### [Dataset records]

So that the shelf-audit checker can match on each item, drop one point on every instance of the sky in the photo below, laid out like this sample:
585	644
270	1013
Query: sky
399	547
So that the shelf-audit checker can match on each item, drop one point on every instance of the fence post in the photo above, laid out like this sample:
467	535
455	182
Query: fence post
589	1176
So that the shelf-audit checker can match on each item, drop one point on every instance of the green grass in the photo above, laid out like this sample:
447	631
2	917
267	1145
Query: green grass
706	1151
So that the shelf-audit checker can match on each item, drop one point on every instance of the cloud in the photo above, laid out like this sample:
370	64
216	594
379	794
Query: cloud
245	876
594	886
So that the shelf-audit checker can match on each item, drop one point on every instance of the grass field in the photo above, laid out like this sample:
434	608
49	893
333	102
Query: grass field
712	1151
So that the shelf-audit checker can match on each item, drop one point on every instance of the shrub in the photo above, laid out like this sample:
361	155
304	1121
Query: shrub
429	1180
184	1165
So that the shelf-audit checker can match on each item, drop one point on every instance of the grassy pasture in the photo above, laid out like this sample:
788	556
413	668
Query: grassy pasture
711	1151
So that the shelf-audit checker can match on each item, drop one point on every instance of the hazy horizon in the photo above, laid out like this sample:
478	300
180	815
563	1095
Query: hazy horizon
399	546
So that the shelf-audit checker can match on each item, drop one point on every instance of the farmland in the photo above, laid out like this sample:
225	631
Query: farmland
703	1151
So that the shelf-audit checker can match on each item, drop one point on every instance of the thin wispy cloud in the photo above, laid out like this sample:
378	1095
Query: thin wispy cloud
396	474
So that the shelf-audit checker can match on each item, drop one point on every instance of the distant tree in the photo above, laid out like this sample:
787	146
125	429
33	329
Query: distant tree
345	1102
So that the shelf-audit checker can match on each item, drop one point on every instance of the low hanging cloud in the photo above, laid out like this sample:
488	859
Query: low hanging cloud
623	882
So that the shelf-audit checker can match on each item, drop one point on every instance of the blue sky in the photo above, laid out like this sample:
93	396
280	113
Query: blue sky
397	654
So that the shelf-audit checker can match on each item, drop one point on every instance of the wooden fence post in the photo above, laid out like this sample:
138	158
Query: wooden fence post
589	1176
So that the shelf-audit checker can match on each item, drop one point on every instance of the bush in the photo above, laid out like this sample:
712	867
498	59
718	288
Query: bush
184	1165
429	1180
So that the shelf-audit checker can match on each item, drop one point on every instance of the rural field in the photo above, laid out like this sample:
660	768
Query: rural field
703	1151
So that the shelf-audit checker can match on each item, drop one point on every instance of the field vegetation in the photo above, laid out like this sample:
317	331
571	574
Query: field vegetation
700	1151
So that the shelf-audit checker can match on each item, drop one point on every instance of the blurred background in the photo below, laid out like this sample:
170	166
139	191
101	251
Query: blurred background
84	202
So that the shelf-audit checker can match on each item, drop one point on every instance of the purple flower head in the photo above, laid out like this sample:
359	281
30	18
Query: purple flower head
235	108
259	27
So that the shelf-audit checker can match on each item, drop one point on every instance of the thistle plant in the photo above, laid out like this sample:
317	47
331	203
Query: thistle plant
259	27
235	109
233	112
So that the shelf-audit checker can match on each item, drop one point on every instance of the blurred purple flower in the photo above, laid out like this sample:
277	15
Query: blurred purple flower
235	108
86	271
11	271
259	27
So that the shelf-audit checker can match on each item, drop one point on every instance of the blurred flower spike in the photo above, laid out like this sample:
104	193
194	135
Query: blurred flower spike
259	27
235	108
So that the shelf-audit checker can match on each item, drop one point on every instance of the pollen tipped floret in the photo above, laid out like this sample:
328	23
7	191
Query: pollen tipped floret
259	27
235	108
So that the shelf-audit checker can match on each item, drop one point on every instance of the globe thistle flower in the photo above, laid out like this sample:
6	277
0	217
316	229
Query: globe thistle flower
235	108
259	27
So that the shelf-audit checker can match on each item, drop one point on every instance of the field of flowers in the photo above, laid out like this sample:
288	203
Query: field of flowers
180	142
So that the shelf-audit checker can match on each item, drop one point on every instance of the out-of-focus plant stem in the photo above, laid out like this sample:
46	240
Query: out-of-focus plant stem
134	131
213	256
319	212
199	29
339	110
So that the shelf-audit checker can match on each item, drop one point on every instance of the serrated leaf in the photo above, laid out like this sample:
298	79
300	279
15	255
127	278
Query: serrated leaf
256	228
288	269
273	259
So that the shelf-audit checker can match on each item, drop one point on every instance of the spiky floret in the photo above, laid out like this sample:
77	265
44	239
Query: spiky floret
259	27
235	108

### [Problem details]
Quote each line of the data above exactly as written.

### [Correct output]
So that the shelf-audit checker can match on each item, drop one point on every instance of the sky in the photo below, laid out like this sample:
585	644
270	1013
Query: sky
399	547
So that the shelf-audit checker can match on each item, drop one point on every instance of the fence post in the photo above, laid out like this sample:
467	535
455	182
Query: fence post
589	1176
So that the shelf-audit checker can match on each item, drop one point on every instance of the green grass in the photo above, laid out like this sample:
447	631
2	917
267	1145
Query: green grass
706	1151
So that the shelf-audit checker can match on each item, drop one point on every instance of the cloud in the photo above, laid out like this sample:
370	64
216	594
379	794
Query: cloud
245	876
594	886
So that the shelf-audit checker can match on each item, drop one point on every instance of the grass field in the photo above, laid out like this sample:
434	608
49	893
333	102
Query: grass field
712	1151
So that the shelf-audit checker can match on each item, drop one point on every instance of the shrub in the photo above, laid out like this sample:
361	155
304	1121
Query: shrub
429	1180
184	1165
So that the shelf-audit checker can match on each item, drop one point on every instance of the grassy pasture in the photo above, laid out like this sample:
788	556
413	668
Query: grassy pasture
711	1151
So that the shelf-audit checker can match on each item, drop one point on every instance of the hazy horizon in the photo above, laid out like this sample:
478	300
180	815
563	1095
Query: hazy horizon
399	546
So that the shelf-audit checker can match on each item, drop one point on every instance of the farmland in the photo above, laid out like this sample:
225	631
Query: farmland
703	1151
So that the shelf-audit checker can match on each item, drop one point on every instance of the thin wispy cloud in the photo above, laid out like this sample:
378	1095
Query: thin wispy cloud
396	474
So that the shelf-audit checker can match on each item, drop one point on every instance of the distant tree in the photo above, laid out like this sample:
787	146
125	429
33	329
Query: distant tree
345	1102
So that the shelf-audit checker can match on each item, drop one point on every instance of the low hanging cloud in the photo above, laid out like this sample:
488	859
Query: low hanging cloud
623	882
So that the shelf-audit checker can match on each item, drop one point on every instance of the blue sky in the photo above, laid out like this sample:
93	396
280	113
Query: blue sky
397	654
So that the shelf-audit checker can match on each item, drop one point on every instance of the wooden fence post in the photo above, laid out like this sample:
138	158
Query: wooden fence post
589	1176
So that the shelf-audit checker can match on each item, drop one point on every instance of the bush in the photo above, laid out like this sample:
712	867
498	59
718	288
Query: bush
184	1165
429	1180
So that the shelf-audit checker can match on each item, drop one point on every instance of the rural field in the photo above, laid out like this sample:
660	768
Query: rural field
703	1151
So that the shelf-audit checker can match on each item, drop one point on every instance of the field vegetation in the photo above, laid out like this sample:
317	331
571	574
Query: field vegetation
700	1151
So that the shelf-audit checker can match on each item, drop one point on every instance of the blurred background in the photo below, laid out like this sample:
170	166
139	191
101	251
Query: blurred background
84	202
So that the shelf-audit checker can match on each item, drop one point on every instance of the purple flower head in the photo above, laid out like this sample:
359	281
30	18
Query: purple flower head
235	108
259	27
So that the shelf-audit checker can match on each item, drop one point on every instance of the thistle plant in the photo above, laid out like this sample:
317	47
331	203
Query: thistle plant
259	27
235	109
233	112
So that the shelf-audit checker can match on each item, drop one point on every instance of the blurred purple flower in the photo above, laid out like this sample:
277	15
Query: blurred purple flower
235	108
86	271
11	271
259	27
So that the shelf-audit checker can match on each item, drop one point on every instance of the blurred flower spike in the photo above, laid out like this sample:
104	193
194	135
Query: blurred flower spike
259	27
235	108
So that the shelf-audit checker can match on each item, drop one point on every instance of the pollen tipped floret in the photo above, laid out like this sample:
328	23
7	191
Query: pollen tipped floret
259	27
235	108
So that the shelf-audit checker can match on each item, drop one point on every instance of the globe thistle flower in the photo above, laid out like this sample:
6	277
0	217
316	229
Query: globe thistle flower
235	108
259	27
So that the shelf-audit checker can match on each item, drop one point on every instance of the field of flowers in the photo above, laid out like this sample:
288	203
Query: field of flowers
180	142
So that the shelf-audit checker can match on each item, drop one point on every instance of the out-of-focus plant stem in the photo above, laid out like this sample:
46	240
Query: out-of-focus plant stem
134	131
213	256
319	212
199	29
339	110
So that the shelf-audit checker can match on each item, drop one point on every instance of the serrated leaf in the photo above, laid out like this sample:
298	79
300	279
15	255
127	278
Query: serrated leaf
256	228
288	269
273	259
So that the shelf-audit checker can match on each item, drop one point on every instance of the spiky floret in the photo above, laid out like this sample:
77	265
44	239
Query: spiky floret
259	27
235	108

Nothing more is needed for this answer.